#### [PROVIDED PASSAGE]
[START]
POV-Ray : Newsgroups : povray.unofficial.patches : blob2 : Re: blob2 patch now available Server Time
3 Jul 2024 02:28:41 EDT (-0400)
  Re: blob2 patch now available  
From: Christopher James Huff
Date: 20 Jul 2003 10:55:45
Message: <cjameshuff-778A9A.09491620072003@netplex.aussie.org>
In article <3F1A7B17.DD5DBD0D@gmx.de>,
 Christoph Hormann <chr### [at] gmxde> wrote:

> Well, it looks like a good start.  Illustrate it with some images, some
> diagrams and formulas of the falloff functions, some render times for
> comparison, a syntax summary and you already have a quite helpful addition
> for the user.

Demanding, aren't we?
Considering the lack of interest I'm seeing in this, I'm putting this 
patch on the backburner, there won't be another MP+ release until I have 
more patches moved over. When that happens, there will be documentation 
of the syntax and some more sample scenes, and the documentation of the 
source code will be improved. In the meantime, I have other projects I 
need to attend to first.
[END]
#### [RECORD EXCERPTS]
[START]
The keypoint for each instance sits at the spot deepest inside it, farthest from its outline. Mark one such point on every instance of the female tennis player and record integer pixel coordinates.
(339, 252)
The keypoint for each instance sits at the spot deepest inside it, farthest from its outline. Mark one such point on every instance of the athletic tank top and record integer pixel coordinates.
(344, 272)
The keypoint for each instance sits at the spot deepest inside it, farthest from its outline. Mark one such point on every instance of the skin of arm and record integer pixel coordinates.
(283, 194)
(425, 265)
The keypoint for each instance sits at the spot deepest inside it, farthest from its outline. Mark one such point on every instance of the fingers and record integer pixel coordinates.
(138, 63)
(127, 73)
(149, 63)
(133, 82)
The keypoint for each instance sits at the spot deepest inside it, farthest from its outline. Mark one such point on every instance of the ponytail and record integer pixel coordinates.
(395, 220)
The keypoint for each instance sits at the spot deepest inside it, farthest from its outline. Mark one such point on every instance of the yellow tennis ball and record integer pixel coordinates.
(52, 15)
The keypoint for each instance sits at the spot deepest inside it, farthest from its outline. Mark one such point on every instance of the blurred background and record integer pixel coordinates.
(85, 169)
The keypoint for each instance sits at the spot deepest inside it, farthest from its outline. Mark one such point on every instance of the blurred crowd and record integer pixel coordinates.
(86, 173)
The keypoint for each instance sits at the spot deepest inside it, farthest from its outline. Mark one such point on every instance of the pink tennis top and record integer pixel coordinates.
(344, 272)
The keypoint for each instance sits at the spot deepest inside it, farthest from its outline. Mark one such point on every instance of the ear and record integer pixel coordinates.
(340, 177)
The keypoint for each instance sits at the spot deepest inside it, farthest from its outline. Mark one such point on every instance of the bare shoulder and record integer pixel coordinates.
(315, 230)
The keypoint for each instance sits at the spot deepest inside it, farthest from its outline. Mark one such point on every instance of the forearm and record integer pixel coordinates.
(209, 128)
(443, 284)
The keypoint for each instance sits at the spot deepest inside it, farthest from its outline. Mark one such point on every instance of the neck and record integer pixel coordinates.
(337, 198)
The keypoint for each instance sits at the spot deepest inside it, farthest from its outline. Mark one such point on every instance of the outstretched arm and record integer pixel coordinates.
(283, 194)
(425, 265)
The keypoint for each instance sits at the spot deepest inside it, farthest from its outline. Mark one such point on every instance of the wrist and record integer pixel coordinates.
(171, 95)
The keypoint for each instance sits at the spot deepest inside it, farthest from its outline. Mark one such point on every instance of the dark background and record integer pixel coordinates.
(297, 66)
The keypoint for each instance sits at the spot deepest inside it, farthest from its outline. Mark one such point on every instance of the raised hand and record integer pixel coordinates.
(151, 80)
[END]
#### [DESCRIPTION OF THE TASK]
Update the part of the newsgroup post from "Considering the lack" to "attend to first." so that "sample scenes" becomes "example scenes", and write out that span in full.

#### [TASK ANSWER]
Considering the lack of interest I'm seeing in this, I'm putting this 
patch on the backburner, there won't be another MP+ release until I have 
more patches moved over. When that happens, there will be documentation 
of the syntax and some more example scenes, and the documentation of the 
source code will be improved. In the meantime, I have other projects I 
need to attend to first.